Extract the passage of the sciatica trial summary below from "Primary analysis will" up to and including "be analysed thematically.", reproducing it word for word.

── GIVEN TEXT

Usual care for sciatica is ‘stepped’ and starts with advice, analgesia and ‘wait and see’, where patients are only referred to other services if symptoms fail to improve. The researchers have shown the superiority of stratified care (subgrouping for targeted treatment) over usual care for nonspecific back pain. They now aim to test a new model of stratified care for patients with sciatica.
In a pragmatic RCT with 470 primary care sciatica patients, participants will be randomised to stratified care or usual care. Stratification will be based on a combination of 4 clinical indicators (interference with workability, pain below the knee, intense leg pain and sensory deficits) that predict referral to spinal specialists and 8 prognostic indicators of persistent disability (STarT Back tool). Patients will be allocated to 1 of 3 subgroups: those at low risk will receive advice and support to self-manage; those at medium risk will receive a course of physiotherapist-led treatment, and those at high risk will be ‘fasttracked’ to spinal specialists. Primary outcome is time to symptom resolution collected using regular SMS text messages. Linked qualitative interviews will be conducted with patients (and clinicians) in the ‘fast-track’ pathway to explore it’s acceptability.
Primary analysis will compare time to resolution between stratified care and usual, non-stratified care, on an intention-to-treat basis, and cost-effectiveness will also be investigated. Kaplan-Meier survival analysis and Cox regression analysis will be used. Qualitative interviews will be analysed thematically.

────
── DATASET CONTENT

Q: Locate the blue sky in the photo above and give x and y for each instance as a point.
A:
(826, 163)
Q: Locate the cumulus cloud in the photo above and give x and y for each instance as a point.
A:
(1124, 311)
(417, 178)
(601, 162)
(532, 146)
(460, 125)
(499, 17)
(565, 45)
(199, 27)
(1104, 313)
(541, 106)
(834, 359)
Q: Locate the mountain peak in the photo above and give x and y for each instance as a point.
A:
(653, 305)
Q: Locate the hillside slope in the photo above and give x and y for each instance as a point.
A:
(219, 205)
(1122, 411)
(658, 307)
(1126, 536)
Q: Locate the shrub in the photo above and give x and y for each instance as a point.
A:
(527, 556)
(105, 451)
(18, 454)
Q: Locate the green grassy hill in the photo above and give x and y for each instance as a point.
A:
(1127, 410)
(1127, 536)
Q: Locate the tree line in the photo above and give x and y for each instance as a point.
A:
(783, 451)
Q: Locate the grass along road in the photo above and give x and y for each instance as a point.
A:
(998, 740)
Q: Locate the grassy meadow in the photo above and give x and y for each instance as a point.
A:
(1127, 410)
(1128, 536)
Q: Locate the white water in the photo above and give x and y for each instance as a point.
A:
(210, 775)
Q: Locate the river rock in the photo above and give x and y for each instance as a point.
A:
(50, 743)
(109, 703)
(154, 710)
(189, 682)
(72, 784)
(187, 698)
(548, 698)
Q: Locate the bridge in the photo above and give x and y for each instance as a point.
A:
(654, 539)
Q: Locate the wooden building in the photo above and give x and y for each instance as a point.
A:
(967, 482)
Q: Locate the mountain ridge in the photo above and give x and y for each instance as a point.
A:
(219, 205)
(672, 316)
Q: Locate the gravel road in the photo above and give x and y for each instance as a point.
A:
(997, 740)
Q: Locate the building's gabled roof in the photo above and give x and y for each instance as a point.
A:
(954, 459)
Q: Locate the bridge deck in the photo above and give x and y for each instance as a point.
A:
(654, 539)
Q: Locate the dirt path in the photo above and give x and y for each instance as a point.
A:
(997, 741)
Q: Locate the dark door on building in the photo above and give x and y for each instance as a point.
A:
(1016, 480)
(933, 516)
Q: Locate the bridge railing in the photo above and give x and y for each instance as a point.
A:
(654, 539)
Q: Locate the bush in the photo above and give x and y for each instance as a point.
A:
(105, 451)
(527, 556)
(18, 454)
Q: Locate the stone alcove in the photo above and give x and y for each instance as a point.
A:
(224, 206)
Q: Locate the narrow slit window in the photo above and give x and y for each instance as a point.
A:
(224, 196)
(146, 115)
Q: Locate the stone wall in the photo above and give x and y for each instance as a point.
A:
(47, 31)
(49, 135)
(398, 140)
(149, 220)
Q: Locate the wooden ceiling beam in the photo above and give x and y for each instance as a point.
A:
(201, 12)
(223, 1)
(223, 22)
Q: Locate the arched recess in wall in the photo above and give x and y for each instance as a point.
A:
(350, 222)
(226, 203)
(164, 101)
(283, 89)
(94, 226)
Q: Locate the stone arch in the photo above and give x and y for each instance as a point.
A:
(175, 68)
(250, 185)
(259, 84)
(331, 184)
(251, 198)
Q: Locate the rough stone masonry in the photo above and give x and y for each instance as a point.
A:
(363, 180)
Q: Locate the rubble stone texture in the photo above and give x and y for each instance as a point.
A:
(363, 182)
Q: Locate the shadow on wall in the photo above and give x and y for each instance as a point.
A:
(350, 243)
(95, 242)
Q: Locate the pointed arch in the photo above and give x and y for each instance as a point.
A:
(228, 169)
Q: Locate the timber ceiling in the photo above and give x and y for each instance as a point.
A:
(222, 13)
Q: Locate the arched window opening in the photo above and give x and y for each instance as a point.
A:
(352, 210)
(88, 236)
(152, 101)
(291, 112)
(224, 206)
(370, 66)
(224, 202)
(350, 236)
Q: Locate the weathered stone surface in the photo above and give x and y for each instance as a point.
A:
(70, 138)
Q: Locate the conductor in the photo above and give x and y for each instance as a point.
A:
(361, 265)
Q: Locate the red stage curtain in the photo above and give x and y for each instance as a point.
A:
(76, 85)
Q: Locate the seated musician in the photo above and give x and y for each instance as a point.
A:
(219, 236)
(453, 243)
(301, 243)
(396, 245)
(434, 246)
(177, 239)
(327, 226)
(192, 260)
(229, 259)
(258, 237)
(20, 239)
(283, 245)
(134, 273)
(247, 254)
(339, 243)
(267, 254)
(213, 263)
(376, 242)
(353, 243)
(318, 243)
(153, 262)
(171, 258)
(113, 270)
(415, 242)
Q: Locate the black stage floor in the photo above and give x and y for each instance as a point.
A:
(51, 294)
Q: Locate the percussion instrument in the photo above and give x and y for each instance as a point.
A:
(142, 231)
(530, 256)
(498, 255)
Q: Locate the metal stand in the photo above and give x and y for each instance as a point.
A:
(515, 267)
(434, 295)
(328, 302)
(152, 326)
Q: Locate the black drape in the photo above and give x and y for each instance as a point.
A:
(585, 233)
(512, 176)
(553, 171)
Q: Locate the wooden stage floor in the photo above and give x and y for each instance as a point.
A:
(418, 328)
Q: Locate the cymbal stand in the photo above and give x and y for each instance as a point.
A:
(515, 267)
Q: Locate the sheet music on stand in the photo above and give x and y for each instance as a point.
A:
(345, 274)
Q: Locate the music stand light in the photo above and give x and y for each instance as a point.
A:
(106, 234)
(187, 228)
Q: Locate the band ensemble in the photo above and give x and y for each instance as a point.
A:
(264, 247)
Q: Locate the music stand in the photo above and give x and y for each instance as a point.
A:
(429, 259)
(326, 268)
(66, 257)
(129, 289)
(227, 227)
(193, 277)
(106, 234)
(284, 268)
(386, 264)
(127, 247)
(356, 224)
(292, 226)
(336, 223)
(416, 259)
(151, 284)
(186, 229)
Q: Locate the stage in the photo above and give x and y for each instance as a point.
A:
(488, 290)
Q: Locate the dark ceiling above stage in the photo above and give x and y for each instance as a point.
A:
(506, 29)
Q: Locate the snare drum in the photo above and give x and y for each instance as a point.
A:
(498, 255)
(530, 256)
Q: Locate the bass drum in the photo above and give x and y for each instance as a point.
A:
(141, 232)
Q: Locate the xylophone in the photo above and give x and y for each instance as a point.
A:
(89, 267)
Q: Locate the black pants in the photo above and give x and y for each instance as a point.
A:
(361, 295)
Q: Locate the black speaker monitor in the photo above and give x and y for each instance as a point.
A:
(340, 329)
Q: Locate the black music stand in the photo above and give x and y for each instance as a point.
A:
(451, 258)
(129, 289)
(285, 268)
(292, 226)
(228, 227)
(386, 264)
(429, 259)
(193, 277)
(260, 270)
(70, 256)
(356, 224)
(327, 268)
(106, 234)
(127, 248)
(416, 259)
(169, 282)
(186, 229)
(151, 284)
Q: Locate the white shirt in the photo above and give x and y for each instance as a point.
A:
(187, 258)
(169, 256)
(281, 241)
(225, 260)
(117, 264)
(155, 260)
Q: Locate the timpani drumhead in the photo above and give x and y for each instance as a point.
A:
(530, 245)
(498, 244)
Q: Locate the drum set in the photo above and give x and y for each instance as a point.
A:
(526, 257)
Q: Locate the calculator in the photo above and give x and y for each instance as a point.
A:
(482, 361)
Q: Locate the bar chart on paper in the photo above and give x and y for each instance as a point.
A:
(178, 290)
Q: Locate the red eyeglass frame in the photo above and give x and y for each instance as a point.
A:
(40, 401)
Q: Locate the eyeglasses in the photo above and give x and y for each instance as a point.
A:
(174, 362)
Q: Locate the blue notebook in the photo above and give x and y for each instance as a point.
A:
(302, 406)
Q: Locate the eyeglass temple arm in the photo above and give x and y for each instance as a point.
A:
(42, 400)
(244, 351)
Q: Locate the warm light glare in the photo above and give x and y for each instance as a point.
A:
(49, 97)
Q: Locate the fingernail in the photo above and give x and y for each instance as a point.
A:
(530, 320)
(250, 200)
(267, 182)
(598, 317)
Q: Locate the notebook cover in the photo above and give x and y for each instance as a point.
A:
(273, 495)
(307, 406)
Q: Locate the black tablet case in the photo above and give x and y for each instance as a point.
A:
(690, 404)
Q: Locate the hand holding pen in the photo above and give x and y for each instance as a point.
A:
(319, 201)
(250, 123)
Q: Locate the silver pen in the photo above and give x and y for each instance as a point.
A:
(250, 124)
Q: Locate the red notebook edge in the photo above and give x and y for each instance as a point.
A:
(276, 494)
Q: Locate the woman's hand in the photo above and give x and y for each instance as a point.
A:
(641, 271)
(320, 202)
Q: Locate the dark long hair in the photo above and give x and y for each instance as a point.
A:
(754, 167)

────

### TASK SOLUTION
Primary analysis will compare time to resolution between stratified care and usual, non-stratified care, on an intention-to-treat basis, and cost-effectiveness will also be investigated. Kaplan-Meier survival analysis and Cox regression analysis will be used. Qualitative interviews will be analysed thematically.